▶ **Assigned task**:
Please copy each line of the records below that holds the word "lemon".

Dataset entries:

Start of Block

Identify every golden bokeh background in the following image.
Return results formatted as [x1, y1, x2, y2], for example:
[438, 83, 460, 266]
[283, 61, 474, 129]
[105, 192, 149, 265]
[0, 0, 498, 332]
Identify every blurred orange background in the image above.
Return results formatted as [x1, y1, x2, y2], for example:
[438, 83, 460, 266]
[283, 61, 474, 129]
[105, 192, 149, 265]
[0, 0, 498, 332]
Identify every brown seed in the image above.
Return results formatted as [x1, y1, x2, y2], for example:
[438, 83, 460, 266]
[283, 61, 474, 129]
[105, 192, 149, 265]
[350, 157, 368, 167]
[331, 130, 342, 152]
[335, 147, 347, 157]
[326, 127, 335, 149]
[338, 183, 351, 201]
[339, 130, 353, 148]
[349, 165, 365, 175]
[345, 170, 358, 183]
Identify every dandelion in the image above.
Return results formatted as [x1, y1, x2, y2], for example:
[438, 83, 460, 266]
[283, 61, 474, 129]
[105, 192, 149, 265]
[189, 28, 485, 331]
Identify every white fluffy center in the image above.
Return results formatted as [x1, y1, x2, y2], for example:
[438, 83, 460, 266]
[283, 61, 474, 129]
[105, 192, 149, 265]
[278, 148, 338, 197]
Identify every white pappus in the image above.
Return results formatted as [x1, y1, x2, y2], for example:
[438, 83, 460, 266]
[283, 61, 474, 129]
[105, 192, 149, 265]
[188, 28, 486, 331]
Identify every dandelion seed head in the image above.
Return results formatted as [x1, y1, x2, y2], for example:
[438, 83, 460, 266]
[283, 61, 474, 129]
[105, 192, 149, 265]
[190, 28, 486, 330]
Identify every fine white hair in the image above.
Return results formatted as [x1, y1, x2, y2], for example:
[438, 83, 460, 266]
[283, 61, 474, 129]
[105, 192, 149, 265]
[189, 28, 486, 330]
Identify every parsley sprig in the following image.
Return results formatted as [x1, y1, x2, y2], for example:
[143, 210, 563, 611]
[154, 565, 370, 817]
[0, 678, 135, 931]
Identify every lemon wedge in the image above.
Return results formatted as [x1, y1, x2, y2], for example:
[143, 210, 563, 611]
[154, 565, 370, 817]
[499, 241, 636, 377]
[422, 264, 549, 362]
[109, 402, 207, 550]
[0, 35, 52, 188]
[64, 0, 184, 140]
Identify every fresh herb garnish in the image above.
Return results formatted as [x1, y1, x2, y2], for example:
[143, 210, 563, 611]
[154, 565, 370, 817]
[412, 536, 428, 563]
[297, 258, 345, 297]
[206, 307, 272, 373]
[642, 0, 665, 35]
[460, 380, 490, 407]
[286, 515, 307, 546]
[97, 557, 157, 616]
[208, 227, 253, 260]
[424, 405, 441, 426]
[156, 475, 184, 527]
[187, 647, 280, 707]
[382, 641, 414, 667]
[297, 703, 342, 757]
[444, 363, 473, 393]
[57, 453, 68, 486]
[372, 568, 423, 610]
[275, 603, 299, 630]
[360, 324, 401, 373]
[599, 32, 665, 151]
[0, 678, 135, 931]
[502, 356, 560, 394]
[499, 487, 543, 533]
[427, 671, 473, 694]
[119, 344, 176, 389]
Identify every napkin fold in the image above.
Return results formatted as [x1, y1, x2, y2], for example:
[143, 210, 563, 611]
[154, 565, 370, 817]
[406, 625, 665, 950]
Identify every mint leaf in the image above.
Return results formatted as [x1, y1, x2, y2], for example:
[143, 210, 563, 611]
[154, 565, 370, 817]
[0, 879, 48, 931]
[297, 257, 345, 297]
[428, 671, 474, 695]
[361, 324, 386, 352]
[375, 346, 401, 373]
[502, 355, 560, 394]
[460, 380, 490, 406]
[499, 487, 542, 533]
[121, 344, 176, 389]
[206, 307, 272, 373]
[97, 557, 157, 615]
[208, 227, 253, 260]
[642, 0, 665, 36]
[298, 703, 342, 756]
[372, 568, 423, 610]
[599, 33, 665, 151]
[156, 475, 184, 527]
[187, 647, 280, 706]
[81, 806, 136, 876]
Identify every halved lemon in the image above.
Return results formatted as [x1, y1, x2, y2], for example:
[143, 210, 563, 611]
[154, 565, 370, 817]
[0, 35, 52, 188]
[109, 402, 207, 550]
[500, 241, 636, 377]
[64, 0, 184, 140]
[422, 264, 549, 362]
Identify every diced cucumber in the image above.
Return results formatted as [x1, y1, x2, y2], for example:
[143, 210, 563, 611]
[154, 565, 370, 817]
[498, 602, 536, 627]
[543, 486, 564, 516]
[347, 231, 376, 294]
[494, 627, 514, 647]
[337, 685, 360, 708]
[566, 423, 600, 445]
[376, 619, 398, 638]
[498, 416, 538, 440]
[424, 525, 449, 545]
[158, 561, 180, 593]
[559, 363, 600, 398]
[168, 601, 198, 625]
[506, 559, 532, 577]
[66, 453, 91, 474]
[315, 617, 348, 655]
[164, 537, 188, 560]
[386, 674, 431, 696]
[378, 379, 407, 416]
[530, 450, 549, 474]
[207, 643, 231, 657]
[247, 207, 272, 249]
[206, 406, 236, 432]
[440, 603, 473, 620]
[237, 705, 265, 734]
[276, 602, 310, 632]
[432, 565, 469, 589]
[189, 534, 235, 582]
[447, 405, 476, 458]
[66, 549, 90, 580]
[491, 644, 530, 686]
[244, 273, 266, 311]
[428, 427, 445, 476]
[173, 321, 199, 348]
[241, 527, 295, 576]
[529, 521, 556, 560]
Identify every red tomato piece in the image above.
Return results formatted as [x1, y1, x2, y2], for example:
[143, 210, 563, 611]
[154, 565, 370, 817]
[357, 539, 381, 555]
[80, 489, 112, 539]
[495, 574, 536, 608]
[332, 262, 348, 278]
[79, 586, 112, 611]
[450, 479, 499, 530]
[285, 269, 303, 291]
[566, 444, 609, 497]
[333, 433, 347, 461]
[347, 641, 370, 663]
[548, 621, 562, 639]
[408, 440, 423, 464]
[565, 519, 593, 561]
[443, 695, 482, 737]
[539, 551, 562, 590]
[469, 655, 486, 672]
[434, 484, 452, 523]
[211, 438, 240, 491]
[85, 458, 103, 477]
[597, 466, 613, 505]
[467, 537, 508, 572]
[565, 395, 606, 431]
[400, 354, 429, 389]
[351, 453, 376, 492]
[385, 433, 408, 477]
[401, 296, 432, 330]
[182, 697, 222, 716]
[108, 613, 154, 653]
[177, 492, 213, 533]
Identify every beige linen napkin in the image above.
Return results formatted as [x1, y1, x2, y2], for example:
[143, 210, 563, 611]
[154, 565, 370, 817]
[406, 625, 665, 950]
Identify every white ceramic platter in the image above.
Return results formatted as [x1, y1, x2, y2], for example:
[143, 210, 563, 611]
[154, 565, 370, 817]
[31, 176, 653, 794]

End of Block

▶ **Reply**:
Identify every lemon wedge in the image above.
Identify every halved lemon in the image above.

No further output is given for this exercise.